* PROBLEM DETAILS
Here are the records. Write out exactly the lines between the one holding "10L395 6L378 27L385" and the one holding "positive clicks: (383, 19) (590, 36)", inclusive.

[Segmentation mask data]
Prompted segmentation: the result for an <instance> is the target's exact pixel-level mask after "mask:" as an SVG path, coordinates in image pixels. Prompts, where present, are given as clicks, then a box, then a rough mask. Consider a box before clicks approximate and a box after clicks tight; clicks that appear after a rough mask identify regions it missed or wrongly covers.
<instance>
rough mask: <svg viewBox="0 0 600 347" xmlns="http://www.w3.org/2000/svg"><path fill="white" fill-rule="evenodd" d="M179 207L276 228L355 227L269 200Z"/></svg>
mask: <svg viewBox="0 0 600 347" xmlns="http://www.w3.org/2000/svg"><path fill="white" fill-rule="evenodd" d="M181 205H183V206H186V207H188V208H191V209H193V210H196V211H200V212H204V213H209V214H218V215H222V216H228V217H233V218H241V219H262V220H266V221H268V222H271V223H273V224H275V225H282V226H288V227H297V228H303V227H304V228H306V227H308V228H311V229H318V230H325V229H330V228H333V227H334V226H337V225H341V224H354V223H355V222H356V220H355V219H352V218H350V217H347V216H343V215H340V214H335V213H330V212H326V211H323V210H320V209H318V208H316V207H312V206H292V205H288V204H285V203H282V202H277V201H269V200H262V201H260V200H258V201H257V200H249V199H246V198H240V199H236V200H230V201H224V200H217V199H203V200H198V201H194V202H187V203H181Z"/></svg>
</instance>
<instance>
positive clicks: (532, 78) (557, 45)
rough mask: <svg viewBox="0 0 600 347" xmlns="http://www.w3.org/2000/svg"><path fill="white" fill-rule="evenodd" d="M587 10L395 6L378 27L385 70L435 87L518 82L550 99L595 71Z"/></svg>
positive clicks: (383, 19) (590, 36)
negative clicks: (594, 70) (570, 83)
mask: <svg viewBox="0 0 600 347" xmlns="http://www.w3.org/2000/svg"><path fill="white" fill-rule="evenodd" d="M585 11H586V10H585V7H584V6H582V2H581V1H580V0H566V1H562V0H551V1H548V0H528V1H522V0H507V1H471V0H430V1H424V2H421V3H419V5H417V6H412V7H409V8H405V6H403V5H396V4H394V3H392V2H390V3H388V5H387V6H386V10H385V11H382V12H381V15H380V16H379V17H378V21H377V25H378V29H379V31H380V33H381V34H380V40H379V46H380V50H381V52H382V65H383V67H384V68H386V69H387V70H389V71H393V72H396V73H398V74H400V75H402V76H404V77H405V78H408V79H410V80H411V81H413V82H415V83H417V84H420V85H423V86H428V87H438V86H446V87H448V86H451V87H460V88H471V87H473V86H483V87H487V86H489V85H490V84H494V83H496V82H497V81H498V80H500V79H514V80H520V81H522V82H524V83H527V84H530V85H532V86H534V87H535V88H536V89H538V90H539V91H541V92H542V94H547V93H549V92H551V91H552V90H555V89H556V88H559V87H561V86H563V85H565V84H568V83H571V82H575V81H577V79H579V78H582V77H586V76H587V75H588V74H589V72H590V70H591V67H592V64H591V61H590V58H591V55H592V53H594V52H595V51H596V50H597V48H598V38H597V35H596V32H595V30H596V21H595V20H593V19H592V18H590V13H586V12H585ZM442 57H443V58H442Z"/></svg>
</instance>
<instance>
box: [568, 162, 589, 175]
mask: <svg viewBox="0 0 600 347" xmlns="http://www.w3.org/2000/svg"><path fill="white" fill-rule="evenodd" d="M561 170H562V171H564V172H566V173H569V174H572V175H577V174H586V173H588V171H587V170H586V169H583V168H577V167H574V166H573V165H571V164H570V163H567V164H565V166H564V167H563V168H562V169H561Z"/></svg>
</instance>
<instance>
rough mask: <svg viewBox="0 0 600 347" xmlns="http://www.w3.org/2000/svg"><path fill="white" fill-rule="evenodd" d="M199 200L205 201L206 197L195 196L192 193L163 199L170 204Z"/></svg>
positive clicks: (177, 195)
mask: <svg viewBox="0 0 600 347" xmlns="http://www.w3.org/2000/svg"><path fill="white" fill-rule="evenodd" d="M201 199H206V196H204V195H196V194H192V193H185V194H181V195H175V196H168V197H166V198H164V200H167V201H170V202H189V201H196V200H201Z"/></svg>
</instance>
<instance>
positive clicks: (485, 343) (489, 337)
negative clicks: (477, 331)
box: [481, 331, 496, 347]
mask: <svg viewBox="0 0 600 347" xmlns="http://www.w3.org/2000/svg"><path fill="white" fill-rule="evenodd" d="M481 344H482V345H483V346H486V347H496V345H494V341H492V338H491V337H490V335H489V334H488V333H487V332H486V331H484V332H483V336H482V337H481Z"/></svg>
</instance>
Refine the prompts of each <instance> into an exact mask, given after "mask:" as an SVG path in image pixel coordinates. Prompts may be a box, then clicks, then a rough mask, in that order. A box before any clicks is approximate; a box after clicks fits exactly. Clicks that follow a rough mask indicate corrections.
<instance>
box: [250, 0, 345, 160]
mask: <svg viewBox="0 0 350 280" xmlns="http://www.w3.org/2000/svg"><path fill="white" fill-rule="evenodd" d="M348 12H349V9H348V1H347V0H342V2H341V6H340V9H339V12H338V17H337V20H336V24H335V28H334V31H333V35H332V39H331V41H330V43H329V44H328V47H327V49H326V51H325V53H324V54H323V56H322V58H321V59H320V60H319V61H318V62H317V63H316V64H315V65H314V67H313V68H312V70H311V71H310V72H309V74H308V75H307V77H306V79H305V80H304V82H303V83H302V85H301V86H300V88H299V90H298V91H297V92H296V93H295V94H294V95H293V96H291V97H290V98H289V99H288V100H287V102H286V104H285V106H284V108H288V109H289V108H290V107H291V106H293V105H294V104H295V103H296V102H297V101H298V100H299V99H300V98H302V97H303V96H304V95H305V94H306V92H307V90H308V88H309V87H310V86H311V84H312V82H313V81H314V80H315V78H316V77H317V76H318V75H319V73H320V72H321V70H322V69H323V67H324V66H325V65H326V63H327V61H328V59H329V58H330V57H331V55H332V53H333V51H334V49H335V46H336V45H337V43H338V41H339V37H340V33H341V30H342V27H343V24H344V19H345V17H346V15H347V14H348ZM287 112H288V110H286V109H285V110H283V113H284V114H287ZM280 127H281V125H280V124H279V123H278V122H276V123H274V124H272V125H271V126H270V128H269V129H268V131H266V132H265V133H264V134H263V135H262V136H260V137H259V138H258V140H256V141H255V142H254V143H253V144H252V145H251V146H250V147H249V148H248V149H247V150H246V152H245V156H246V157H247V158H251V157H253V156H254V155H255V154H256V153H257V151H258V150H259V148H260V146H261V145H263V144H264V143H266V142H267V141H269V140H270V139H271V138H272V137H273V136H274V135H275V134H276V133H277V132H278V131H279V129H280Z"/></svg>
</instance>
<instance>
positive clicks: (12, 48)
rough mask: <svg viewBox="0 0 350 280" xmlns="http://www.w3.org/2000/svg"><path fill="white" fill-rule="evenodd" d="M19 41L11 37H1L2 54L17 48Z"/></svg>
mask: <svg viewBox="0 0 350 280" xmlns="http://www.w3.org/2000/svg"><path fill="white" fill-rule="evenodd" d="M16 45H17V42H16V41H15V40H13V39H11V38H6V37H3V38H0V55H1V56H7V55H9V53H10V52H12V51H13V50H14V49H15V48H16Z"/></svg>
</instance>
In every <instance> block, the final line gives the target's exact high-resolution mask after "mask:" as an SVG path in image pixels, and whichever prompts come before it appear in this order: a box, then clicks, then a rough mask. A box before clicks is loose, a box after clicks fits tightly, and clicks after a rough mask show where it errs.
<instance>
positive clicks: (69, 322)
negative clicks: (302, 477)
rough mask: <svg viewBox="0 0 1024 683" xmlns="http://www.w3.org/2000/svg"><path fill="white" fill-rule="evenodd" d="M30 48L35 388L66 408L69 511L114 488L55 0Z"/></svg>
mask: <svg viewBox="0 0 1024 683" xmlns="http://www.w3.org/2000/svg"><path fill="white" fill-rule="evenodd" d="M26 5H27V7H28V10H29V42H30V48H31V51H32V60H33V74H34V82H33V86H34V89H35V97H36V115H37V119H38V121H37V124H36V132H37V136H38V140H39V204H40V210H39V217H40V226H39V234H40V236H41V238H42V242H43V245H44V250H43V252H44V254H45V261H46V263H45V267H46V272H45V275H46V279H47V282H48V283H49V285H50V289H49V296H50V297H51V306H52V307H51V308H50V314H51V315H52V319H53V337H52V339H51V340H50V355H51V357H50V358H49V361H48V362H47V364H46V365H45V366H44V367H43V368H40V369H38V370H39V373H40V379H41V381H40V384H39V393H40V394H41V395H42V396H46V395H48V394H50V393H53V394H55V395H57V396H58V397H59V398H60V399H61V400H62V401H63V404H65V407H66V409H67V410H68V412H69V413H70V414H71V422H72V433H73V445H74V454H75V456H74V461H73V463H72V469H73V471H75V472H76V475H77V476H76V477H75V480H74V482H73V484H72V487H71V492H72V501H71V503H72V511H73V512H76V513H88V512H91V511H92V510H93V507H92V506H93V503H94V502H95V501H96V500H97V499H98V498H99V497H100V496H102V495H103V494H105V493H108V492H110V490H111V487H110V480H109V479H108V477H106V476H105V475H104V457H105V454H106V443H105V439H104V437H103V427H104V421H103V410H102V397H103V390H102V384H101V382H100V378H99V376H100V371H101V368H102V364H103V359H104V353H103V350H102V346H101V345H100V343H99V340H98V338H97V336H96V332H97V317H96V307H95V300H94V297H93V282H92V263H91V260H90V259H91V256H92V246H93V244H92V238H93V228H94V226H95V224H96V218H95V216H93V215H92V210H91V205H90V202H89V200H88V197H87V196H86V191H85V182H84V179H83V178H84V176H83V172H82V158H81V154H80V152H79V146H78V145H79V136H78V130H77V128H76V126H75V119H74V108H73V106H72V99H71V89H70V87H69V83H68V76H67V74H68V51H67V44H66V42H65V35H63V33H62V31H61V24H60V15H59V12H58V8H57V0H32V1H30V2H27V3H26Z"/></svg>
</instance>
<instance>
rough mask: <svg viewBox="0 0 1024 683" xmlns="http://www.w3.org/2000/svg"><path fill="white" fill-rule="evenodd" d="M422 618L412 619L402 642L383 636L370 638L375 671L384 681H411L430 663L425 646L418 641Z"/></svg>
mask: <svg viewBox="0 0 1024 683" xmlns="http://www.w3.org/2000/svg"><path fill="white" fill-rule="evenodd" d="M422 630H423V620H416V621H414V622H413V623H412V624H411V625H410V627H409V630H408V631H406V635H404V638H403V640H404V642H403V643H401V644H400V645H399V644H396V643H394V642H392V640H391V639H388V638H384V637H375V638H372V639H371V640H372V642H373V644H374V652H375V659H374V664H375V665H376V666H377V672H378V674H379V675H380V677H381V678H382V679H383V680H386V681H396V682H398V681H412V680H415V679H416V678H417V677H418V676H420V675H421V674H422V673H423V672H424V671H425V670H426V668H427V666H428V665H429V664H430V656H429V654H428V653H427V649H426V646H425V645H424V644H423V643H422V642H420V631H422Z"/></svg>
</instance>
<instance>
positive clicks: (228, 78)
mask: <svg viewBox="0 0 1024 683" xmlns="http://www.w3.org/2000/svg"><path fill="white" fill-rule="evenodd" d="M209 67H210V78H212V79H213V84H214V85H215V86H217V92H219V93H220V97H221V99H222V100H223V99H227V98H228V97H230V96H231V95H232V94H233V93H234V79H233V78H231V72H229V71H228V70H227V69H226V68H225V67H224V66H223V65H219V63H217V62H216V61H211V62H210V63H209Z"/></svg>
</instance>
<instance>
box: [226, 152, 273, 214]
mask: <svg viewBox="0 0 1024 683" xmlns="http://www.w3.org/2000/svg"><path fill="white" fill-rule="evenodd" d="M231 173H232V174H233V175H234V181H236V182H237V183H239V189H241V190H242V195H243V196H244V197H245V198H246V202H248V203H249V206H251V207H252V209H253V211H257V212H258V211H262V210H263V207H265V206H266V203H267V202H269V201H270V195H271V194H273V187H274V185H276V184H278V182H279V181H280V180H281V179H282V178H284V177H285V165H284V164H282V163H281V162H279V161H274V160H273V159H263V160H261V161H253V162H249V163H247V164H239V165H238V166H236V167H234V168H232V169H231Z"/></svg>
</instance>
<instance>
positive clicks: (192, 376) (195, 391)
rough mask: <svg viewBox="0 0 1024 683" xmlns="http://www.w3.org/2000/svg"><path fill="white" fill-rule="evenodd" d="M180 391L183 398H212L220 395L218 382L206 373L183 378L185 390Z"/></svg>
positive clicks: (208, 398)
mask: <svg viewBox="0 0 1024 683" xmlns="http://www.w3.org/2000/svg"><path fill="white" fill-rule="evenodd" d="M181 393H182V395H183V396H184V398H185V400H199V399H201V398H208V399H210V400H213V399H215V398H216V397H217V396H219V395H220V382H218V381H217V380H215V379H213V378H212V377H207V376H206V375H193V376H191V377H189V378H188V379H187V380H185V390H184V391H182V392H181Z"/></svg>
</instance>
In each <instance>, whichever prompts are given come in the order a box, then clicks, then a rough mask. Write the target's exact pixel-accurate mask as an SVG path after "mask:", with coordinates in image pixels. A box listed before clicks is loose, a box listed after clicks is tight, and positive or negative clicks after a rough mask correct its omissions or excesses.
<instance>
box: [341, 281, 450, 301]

* OUTPUT FOR THIS EXERCISE
rough mask: <svg viewBox="0 0 600 347" xmlns="http://www.w3.org/2000/svg"><path fill="white" fill-rule="evenodd" d="M587 10L395 6L378 27L385 70L435 87L518 82L550 99L595 71Z"/></svg>
positive clicks: (383, 19) (590, 36)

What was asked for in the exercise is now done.